Output all records precisely as written.

**Available data:**
----------

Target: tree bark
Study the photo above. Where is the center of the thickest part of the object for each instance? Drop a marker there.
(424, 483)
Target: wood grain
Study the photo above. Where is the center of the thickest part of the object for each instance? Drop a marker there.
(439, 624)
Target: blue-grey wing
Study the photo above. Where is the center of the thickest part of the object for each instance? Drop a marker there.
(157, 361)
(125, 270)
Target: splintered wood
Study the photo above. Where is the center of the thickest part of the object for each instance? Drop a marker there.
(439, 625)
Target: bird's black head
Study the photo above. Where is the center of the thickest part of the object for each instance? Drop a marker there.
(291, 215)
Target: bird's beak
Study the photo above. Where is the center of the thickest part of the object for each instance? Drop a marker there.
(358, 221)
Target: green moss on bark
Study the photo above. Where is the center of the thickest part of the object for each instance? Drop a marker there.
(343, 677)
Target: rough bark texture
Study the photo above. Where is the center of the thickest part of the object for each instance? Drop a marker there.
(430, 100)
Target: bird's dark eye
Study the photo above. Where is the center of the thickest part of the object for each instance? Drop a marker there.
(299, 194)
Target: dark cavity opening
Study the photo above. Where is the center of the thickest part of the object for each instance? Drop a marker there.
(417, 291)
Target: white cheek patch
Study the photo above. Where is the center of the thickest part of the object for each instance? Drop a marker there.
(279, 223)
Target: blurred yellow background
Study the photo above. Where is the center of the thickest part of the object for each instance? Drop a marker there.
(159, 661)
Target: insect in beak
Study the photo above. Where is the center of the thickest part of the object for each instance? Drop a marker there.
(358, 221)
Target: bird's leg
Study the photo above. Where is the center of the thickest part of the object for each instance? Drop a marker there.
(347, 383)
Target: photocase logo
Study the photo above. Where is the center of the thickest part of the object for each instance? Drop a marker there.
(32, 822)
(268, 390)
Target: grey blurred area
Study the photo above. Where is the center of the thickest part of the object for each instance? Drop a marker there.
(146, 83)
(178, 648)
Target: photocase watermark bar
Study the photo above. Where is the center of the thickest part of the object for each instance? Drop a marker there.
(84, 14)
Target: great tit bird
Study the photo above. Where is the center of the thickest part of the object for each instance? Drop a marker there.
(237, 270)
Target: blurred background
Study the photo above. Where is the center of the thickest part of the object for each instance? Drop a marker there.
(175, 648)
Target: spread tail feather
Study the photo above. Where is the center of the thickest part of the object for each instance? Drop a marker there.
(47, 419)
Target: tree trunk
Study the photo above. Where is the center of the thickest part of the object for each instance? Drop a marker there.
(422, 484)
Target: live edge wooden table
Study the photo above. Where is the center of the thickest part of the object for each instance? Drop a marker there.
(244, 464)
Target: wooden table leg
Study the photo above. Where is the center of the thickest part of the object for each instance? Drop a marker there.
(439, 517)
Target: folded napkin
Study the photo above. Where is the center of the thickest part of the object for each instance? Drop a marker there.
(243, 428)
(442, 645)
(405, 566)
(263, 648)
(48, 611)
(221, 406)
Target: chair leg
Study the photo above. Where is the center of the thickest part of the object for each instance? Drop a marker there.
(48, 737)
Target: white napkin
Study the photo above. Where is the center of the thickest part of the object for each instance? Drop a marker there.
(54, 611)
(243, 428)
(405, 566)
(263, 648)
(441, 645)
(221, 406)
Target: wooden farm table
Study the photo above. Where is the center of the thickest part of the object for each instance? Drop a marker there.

----------

**Result:**
Target: tree bark
Study the photo above. Where is the center of the thickest part of the object for each instance? Drop a marker there.
(424, 483)
Target: wood grain
Study the photo above. Where is the center of the thickest part of the object for each instance? Drop a marker there.
(439, 624)
Target: blue-grey wing
Study the photo above. Where is the center of the thickest part of the object for each instance? Drop a marker there.
(157, 361)
(125, 270)
Target: splintered wood
Study the photo above. Where is the center of the thickest part of the object for each instance? Drop a marker there.
(439, 625)
Target: bird's black head
Study the photo above. Where is the center of the thickest part of the object for each instance? Drop a marker there.
(291, 215)
Target: bird's beak
Study the photo above. Where is the center of the thickest part of the object for each instance? Drop a marker there.
(358, 221)
Target: green moss on bark
Study the photo above. Where is the center of the thickest part of the object for each instance? Drop a marker there.
(343, 677)
Target: rough bark texture
Study the photo above. Where is the center of the thickest part of the object for each instance? Drop a marker there.
(430, 100)
Target: bird's dark eye
Study the photo above. Where is the center of the thickest part of the object for each instance? Drop a marker there.
(299, 194)
Target: dark cavity opening
Study the photo above. Where is the center of the thickest part of the object for each instance? Drop a marker there.
(417, 291)
Target: white cheek patch
Study the photo above. Where is the center of the thickest part of the object for each instance? Drop a marker there.
(279, 223)
Target: blurred yellow background
Study the photo above. Where is the center of the thickest part of the object for each instance? Drop a marker there.
(159, 661)
Target: insect in beak
Study the photo above. Where is the center of the thickest part of the object for each instance? Drop a marker there.
(358, 221)
Target: bird's leg
Study the photo above. Where is the center of the thickest part of the object for each instance? Drop a marker there.
(347, 383)
Target: photocase logo
Study the photo above. Where is the center of the thickest part of the object for each instance? Drop a marker there.
(32, 822)
(268, 390)
Target: grey blurred area
Study the photo above. Where is the center of the thickest part of the object for each instance? Drop a marker there.
(146, 83)
(178, 648)
Target: photocase watermark bar
Study the photo above. Where is the center of the thickest part of the object for each instance? Drop a marker there.
(84, 14)
Target: great tit bird
Study the photo above. Where is the center of the thickest part of the object for each instance? Drop a marker there.
(237, 270)
Target: blurred background
Study the photo above. Where is the center of the thickest part of the object for each instance? Drop a marker there.
(175, 648)
Target: spread tail feather
Study the photo above. Where is the center of the thickest part of the object for each instance? Drop a marker there.
(47, 419)
Target: tree trunk
Study the photo above. Where is the center of the thickest part of the object for each instance? Drop a marker there.
(422, 484)
Target: live edge wooden table
Study the photo above. Where is the center of the thickest part of the object for each instance? Drop a marker there.
(244, 464)
Target: wooden table leg
Study the photo above. Where is the center of the thickest part of the object for each instance? Drop a marker there.
(439, 517)
Target: folded napkin
Study the photo above. Where is the center of the thickest part of the object for each instance? Drop a marker there.
(243, 428)
(442, 645)
(405, 566)
(263, 648)
(48, 611)
(221, 406)
Target: chair leg
Study the photo above. Where is the center of the thickest part of the object for each instance? Drop a marker there.
(48, 737)
Target: white napkin
Study the photo above. Where is the center of the thickest part of the object for each instance? Drop a marker there.
(54, 611)
(243, 428)
(405, 566)
(263, 648)
(441, 645)
(221, 406)
Target: wooden farm table
Study the photo above. Where is the center of the thickest part of the object for each instance? Drop a marker there.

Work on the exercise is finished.